It doesn't take long to see Alice Town. No. Bimini is only a few hundred yards wide so it's a quick walk over to the beach on the west side. We saw this cruiser anchored in this tranquil setting while the wind was in the east. A couple days later this became a maelstrom as a front approached out of the southwest.

If you've seen Silence of the Lambs, look closely at this shot of the main street of Alice Town. Remember the final scene in the movie when Anthony Hopkins (Dr. Lechter) calls Jody Foster (the FBI agent) from a pay phone? This is the street that was in the background. Apparently this is about as busy as things get around here, so they must have brought in a few extras to fill the street for that scene!

One of the novelties we discovered here is the use of sea planes to fly from island-to-island and island-to-Florida. I thought that was only the stuff of movies, but it turns out to be a viable use of the old Grumman Goose. The story we got locally is that these planes are owned & operated by a Jimmy Buffett charter flight business. I'm not too sure how much weight to put on that bit of info, but whoever operates these charter flights must find No. Bimini a challenge since they have to fly through the anchorage for most takeoffs and landings. Last week we saw as many as 4 flights per day. The terminal they use says Chalk's International and you can see the ramp where the plane pulls up out of the water to load/unload passengers. I remember mention of Chalk's in a novel that Jimmy Buffett wrote (Where's Joe Merchant? I think). But the way it sounded I thought it was defunct.

We also discovered a strange looking 'thing' that I can only describe as a black coccoon. In some ways it looked like little bits of asphalt that had been stuck together by insects for a hive. Certainly the stuff of an X Files episode.. I thought that the Admiral should maybe take a closer look and maybe poke at the thing a little but she told me what I could do with my closer look! If you have any ideas what this thing is, please let me know.

We also came across this wreck near the entrance to No. Bimini harbor. You may still be able to make out the name Gallant Lady on the bridge. Gallant Lady fell victim to one of the storms that hammer this area on occasion. A grim reminder of what awaits those that become careless! From the look of it, this must have seen service as one of the mail boats that bring not only the mail but also supplies that feed, clothe and house the inhabitants of the Bahamas.

→ Assignment A:
According to the Bimini passage, what name can still be made out on the bridge of the wreck near the entrance to No. Bimini harbor?
→ Assignment B:
Rewrite everything in the Bimini passage from "If you've seen" down to "for that scene!", putting "phone booth" in place of "pay phone".
→ Assignment C:
Condense the paragraph of the Bimini passage that begins "One of the novelties we discovered here" into a short bulleted list that keeps its main facts.

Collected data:
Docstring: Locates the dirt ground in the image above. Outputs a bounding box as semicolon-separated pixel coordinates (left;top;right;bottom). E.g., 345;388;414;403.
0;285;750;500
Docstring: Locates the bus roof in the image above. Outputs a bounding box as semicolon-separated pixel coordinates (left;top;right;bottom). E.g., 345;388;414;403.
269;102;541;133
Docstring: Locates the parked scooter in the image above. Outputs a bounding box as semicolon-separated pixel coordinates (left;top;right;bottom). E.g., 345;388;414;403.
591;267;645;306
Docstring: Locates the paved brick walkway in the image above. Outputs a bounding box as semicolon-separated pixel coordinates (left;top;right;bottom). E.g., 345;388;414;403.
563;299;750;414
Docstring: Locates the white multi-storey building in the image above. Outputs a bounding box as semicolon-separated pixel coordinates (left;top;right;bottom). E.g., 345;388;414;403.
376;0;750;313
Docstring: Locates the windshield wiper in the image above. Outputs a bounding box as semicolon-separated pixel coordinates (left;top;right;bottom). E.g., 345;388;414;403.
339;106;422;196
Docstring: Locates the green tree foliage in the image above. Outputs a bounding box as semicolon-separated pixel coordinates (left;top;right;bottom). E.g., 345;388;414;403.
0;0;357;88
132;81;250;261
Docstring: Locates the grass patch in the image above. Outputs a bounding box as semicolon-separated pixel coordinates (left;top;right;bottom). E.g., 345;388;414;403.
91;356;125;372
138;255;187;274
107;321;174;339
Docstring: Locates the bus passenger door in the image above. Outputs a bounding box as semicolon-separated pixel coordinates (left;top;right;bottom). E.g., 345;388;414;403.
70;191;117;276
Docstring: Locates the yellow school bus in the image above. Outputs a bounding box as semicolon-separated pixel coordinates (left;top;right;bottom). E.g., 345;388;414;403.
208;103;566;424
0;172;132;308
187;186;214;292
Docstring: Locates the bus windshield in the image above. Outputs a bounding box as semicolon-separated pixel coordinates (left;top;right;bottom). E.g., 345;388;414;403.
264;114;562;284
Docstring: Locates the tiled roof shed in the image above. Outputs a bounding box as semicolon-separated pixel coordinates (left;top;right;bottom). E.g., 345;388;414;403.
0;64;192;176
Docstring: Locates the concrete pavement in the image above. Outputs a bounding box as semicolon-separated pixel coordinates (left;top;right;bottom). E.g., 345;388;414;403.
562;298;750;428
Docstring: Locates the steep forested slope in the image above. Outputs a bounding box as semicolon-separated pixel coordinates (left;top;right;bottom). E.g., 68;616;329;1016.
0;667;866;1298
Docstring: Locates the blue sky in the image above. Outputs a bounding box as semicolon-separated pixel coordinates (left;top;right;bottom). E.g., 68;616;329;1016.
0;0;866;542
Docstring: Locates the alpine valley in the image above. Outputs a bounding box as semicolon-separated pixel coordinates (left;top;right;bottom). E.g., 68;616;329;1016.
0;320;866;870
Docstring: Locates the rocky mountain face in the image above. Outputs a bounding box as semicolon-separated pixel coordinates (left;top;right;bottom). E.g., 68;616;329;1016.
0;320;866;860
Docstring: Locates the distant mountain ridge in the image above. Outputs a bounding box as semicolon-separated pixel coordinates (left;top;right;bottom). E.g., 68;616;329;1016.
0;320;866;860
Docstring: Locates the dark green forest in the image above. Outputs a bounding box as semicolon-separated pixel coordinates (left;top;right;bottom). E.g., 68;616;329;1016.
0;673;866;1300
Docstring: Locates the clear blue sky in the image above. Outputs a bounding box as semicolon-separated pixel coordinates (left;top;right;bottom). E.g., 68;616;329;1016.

→ Exercise output A:
Gallant Lady

→ Exercise output B:
If you've seen Silence of the Lambs, look closely at this shot of the main street of Alice Town. Remember the final scene in the movie when Anthony Hopkins (Dr. Lechter) calls Jody Foster (the FBI agent) from a phone booth? This is the street that was in the background. Apparently this is about as busy as things get around here, so they must have brought in a few extras to fill the street for that scene!

→ Exercise output C:
- Sea planes, old Grumman Goose aircraft, fly island-to-island and island-to-Florida.
- Locally, these planes are said to be owned and operated by a Jimmy Buffett charter business, though the writer is unsure of this.
- Most takeoffs and landings at No. Bimini pass through the anchorage.
- As many as 4 flights per day were seen the previous week.
- The terminal is marked Chalk's International and has a ramp where the plane comes out of the water to load and unload passengers.
- The writer recalls Chalk's from a Jimmy Buffett novel and had thought it was defunct.